▸ Material shown
○ ○ ○ ○
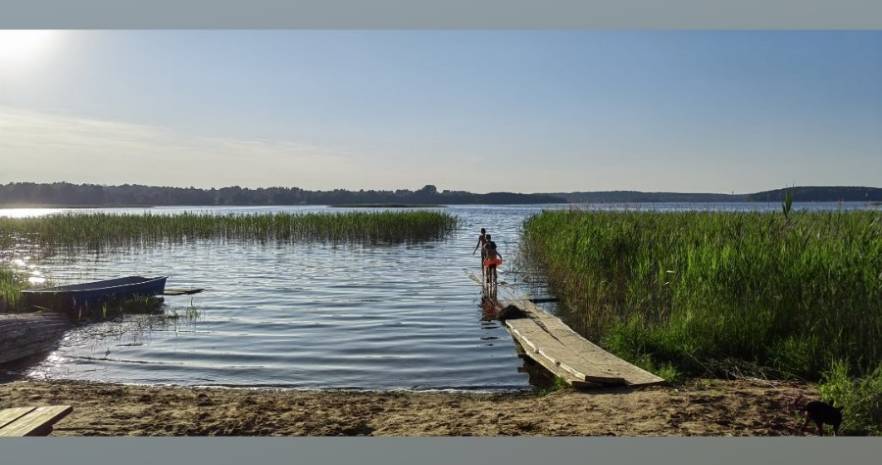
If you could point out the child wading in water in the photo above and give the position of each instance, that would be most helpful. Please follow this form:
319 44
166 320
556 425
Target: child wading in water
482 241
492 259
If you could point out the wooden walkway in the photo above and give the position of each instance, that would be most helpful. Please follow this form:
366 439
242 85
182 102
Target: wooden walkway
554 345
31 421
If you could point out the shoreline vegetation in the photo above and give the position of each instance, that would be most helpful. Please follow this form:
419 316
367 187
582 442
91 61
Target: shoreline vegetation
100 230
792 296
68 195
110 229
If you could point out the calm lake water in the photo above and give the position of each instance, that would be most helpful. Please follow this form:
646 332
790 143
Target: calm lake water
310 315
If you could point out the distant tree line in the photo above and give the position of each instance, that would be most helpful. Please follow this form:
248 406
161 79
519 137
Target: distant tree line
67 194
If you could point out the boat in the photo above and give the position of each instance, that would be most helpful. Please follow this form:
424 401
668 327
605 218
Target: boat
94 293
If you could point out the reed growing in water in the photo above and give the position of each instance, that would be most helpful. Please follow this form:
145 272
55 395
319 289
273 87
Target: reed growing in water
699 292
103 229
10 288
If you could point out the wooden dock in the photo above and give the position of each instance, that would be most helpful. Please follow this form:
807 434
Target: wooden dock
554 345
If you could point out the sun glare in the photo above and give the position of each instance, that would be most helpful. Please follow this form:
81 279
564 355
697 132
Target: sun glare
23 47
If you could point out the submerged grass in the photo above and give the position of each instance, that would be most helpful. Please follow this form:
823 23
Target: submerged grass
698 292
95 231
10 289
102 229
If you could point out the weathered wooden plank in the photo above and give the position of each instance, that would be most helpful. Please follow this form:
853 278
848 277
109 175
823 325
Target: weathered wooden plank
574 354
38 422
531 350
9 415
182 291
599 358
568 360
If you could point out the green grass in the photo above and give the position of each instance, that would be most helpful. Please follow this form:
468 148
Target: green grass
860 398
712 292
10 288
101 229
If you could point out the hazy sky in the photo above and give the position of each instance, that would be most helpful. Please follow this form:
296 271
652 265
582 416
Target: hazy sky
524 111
○ ○ ○ ○
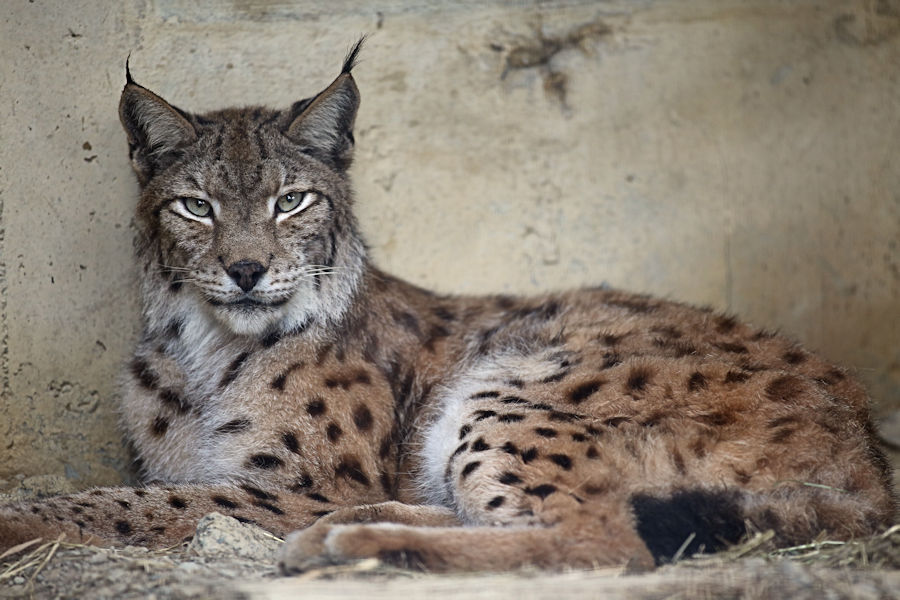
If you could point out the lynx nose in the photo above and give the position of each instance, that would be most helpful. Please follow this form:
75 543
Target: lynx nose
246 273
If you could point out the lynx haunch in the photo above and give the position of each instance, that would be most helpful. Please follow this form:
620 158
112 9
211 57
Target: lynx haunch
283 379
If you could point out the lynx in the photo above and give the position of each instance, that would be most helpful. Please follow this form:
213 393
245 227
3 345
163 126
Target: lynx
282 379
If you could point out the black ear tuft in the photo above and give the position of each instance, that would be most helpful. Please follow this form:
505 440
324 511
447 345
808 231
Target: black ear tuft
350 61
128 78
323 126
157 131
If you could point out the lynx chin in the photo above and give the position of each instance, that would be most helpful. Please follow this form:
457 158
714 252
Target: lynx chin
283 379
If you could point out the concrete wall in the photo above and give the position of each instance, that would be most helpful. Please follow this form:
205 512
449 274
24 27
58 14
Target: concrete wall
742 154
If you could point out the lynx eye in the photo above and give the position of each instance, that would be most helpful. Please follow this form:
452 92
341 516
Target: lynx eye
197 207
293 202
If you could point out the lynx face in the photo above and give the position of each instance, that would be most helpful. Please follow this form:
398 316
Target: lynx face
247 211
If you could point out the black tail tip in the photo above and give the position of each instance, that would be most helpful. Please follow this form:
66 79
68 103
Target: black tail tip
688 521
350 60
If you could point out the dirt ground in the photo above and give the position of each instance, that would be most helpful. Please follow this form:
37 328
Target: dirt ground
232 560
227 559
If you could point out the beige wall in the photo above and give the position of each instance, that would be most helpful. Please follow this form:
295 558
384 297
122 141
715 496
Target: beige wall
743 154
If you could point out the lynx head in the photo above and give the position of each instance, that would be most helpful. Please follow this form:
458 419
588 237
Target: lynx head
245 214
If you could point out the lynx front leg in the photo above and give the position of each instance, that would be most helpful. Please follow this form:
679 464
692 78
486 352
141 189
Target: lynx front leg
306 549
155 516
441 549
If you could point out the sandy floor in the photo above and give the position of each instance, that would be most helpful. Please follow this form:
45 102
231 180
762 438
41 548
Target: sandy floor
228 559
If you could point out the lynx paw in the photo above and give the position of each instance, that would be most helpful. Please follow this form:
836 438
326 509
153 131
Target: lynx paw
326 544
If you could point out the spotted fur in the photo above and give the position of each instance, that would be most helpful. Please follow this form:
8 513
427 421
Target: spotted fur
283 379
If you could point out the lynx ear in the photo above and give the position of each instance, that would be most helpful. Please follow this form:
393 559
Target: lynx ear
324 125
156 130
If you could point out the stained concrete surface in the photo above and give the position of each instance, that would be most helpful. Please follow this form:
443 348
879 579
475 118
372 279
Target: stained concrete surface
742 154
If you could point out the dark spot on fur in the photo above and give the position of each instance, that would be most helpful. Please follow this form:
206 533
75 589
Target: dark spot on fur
○ ○ ○ ○
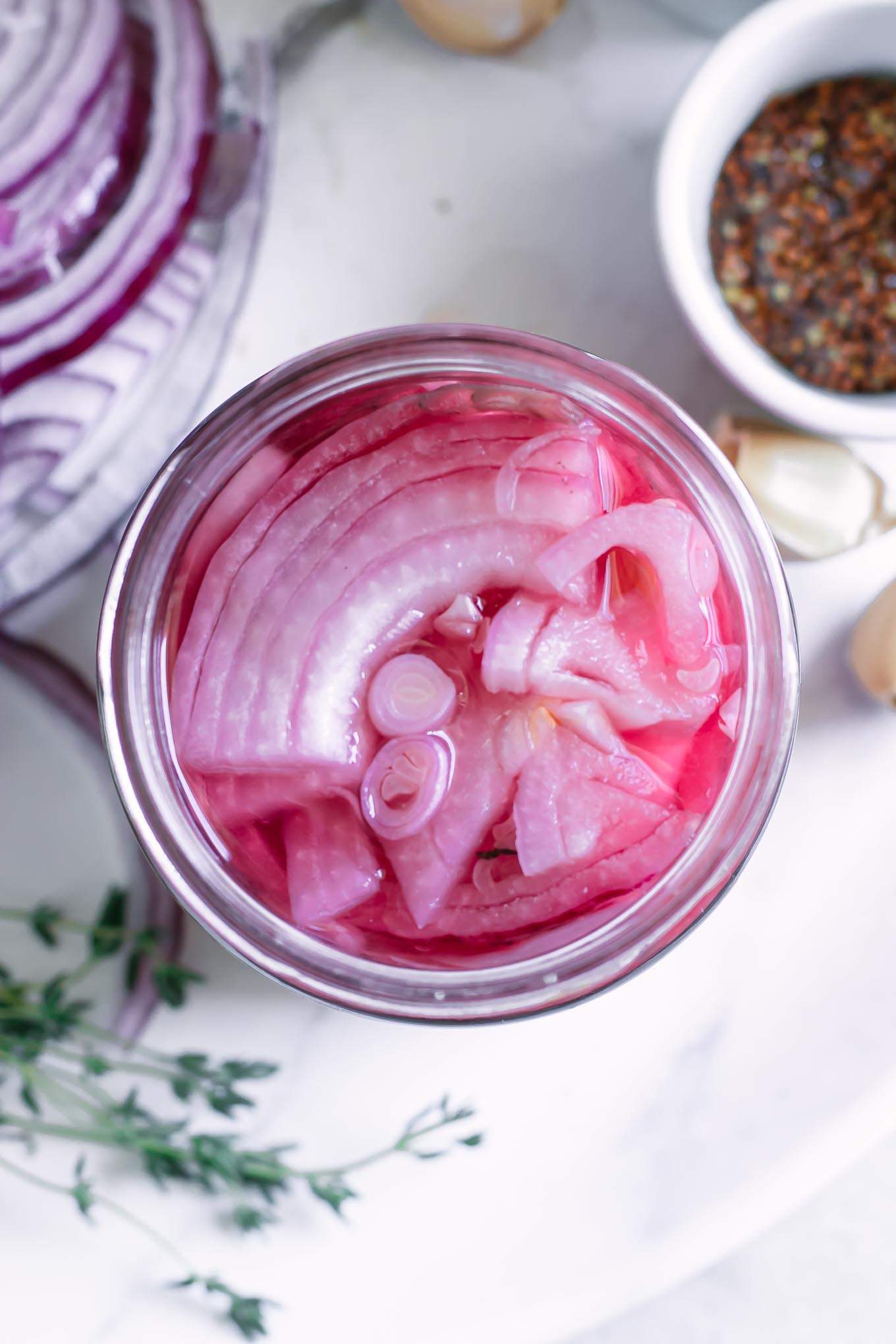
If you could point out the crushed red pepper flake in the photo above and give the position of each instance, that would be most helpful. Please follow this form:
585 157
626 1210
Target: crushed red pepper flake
○ ○ ○ ○
Copy the lines from the one containing "If you could point out the dark" through the one containing "Target: dark spot on fur", including both, without any changes.

▸ Answer to the task
If you could point out the dark spot on fur in the photo above and give the position of each instance, that would be most helpful. Please follow this form:
206 533
75 589
Target: dark spot on fur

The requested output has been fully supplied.